В конце XVIII — первой половине XIX в. современники вкладывали в слова «Беларусь» и «беларусы» иное значение, нежели в наше время. Поэтому перенос в ту эпоху сегодняшних значений данных терминов, как иногда поступают историки в своих работах, является методологической ошибкой. Анализ источников позволяет с достаточной уверенностью утверждать, что до 1860-х гг. в сознании абсолютного большинства образованных современников термин «Беларусь» ассоциировался в первую очередь с историческим регионом на востоке былой Речи Посполитой. Границы этого региона не являлись четко очерченными, хотя в первой половине XIX в. с Беларусью или Белой Русью отождествлялась территория Витебской и Могилевской губерний. В то же время беларусами называли жителей этого региона независимо от их этнического, сословного или религиозного происхождения.

Например, повстанец 1831 г. Александр Рыпинский в своей книге «Беларусь. Несколько слов о поэзии простого народа той нашей польской провинции, о его музыке, песнях, танцах» (1840), изданной в эмиграции, в Париже, границы Беларуси очертил достаточно приблизительно: «налево Припять и Пинские болота, а к северу до Пскова, Опочки и Луги». При этом он отметил, что Беларусь «составляет неотьемлемую часть дорогого Отечества нашего». Под термином «Отечество» тогда Рыпинский понимал Польшу — Речь Посполитую. Самих же беларусов автор книги охарактеризовал следующим образом: «Живет там простой народ славянского рода, издавна с родом Ляхов породненный, учтивый, но убогий и мало даже собственному Отечеству-Польше известный, хотя более всего ее полюбил» .
Таким образом, идеологическим отечеством для А. Рыпинского, несомненно, была Польша — Речь Посполитая, которая распостерлась, по его представлениям, от Балтики до Черного моря и от Сулы до ворот Смоленска. Объединение Беларуси с Польшей автор интерпретировал таким образом: «... Когда же выбрал он (беларуский народ) себе в конце Польшу за мать, бросился вместе с Литвой в ее попечительные объятия и прильнул к ней со всей сыновьей любовью».
Немного позже уже русскоязычный автор беларуского происхождения Павел Шпилевский, рассматривая проблему происхождения беларуского языка, пришел к выводу, что он являлся первоначалом всех остальных славянских языков, которые разрослись из него, а потом затмили своими ветвями [Германовіч І.К. Беларускія мовазнаўцы. Мінск, 1985].

ЗАДАНИЯ:
1. Ответьте по тексту о значении слов «Беларусь» и «беларусы»:
(a) Территорию каких губерний отождествляли с Беларусью в первой половине XIX в.?
(b) В каком городе вышла книга Александра Рыпинского?
(c) Чем, по выводу Павла Шпилевского, был беларуский язык для остальных славянских языков?
2. Перепечатайте из текста о значении слов «Беларусь» и «беларусы» фрагмент, начиная со слов «Таким образом, идеологическим» и заканчивая словами «мовазнаўцы. Мінск, 1985].».
Записи, приведённые далее, для работы не нужны.

ИСХОДНЫЕ ДАННЫЕ:
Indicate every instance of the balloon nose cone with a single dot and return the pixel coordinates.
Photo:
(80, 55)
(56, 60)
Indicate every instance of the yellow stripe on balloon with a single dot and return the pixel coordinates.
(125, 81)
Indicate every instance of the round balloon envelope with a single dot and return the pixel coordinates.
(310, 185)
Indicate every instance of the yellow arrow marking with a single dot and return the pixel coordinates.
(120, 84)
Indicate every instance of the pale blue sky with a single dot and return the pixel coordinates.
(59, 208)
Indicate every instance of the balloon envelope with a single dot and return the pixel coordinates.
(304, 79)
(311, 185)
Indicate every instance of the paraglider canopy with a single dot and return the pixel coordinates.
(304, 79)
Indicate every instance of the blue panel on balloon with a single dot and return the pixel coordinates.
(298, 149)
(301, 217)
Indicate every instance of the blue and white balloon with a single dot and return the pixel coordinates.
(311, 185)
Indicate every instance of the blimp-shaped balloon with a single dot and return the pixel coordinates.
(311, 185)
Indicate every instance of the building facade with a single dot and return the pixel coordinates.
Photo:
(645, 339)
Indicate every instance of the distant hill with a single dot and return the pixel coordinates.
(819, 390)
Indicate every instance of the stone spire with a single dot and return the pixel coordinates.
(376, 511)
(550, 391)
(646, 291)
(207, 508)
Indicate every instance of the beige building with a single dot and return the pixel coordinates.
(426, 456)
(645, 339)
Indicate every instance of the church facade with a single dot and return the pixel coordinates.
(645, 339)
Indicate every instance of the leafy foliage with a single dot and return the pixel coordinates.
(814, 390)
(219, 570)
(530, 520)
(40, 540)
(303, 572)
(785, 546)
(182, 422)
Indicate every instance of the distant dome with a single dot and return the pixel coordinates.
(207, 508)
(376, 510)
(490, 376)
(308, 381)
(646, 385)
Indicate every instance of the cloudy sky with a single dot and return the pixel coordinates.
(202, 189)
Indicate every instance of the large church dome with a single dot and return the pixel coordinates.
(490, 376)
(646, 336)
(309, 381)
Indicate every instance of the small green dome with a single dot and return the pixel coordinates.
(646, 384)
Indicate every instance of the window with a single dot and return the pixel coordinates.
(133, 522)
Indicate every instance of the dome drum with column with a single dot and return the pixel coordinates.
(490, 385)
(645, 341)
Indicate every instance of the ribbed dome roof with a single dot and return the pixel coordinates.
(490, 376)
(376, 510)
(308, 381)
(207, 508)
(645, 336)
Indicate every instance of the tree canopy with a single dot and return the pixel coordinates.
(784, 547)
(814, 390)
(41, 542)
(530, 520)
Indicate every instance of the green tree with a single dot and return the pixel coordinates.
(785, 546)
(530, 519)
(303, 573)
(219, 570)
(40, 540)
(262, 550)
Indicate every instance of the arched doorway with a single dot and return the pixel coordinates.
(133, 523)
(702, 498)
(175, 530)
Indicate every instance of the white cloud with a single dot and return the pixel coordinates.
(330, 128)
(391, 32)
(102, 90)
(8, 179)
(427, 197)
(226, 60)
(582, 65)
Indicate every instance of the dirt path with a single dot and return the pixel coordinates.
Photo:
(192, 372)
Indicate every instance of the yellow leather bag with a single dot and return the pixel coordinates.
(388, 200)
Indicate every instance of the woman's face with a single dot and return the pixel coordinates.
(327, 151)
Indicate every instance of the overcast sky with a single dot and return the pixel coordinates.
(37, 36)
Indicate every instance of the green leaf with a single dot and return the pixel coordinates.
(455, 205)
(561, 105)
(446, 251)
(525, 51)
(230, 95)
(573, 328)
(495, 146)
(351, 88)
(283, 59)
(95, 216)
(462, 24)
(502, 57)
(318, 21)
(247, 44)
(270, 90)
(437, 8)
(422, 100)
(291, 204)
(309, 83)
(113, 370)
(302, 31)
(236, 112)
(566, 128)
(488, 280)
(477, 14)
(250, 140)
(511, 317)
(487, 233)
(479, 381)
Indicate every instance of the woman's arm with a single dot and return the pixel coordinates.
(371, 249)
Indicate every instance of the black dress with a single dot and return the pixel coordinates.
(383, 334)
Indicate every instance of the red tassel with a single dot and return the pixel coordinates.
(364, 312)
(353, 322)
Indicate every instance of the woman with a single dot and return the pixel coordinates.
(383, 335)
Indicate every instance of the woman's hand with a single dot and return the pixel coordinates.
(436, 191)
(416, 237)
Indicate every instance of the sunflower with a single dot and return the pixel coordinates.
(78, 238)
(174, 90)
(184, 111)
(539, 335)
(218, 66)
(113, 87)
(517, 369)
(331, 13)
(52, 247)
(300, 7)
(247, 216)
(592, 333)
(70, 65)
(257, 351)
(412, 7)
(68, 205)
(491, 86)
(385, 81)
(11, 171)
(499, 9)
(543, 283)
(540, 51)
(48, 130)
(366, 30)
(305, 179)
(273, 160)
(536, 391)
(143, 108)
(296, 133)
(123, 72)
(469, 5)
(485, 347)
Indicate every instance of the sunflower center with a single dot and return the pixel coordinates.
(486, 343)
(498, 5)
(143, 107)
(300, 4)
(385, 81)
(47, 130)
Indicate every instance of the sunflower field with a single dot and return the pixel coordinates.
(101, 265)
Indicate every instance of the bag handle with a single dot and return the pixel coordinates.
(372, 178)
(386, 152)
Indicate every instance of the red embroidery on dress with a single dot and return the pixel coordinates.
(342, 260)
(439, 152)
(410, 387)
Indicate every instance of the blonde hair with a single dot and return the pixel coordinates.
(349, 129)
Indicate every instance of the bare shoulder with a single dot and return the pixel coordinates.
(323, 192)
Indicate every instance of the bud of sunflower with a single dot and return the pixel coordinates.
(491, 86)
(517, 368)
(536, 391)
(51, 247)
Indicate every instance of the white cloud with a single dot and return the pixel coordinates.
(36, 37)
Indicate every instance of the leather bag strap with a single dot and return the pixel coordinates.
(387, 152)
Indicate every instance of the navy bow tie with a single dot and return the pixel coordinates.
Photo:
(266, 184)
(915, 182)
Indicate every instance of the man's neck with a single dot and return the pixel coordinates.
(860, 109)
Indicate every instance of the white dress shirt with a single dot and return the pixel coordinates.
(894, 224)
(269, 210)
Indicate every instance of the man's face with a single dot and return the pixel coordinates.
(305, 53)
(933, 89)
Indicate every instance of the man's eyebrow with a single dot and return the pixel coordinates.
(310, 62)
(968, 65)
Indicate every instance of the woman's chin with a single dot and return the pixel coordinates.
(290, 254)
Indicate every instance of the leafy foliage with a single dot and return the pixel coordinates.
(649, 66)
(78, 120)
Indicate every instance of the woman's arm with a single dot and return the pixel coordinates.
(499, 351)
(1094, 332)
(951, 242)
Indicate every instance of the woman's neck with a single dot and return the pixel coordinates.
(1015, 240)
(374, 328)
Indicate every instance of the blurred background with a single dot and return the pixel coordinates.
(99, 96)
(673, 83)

ОТВЕТЫ К ЗАДАНИЯМ:
1.
(a) Витебской и Могилевской.
(b) В Париже.
(c) Их первоначалом.

2.
Таким образом, идеологическим отечеством для А. Рыпинского, несомненно, была Польша — Речь Посполитая, которая распостерлась, по его представлениям, от Балтики до Черного моря и от Сулы до ворот Смоленска. Объединение Беларуси с Польшей автор интерпретировал таким образом: «... Когда же выбрал он (беларуский народ) себе в конце Польшу за мать, бросился вместе с Литвой в ее попечительные объятия и прильнул к ней со всей сыновьей любовью».
Немного позже уже русскоязычный автор беларуского происхождения Павел Шпилевский, рассматривая проблему происхождения беларуского языка, пришел к выводу, что он являлся первоначалом всех остальных славянских языков, которые разрослись из него, а потом затмили своими ветвями [Германовіч І.К. Беларускія мовазнаўцы. Мінск, 1985].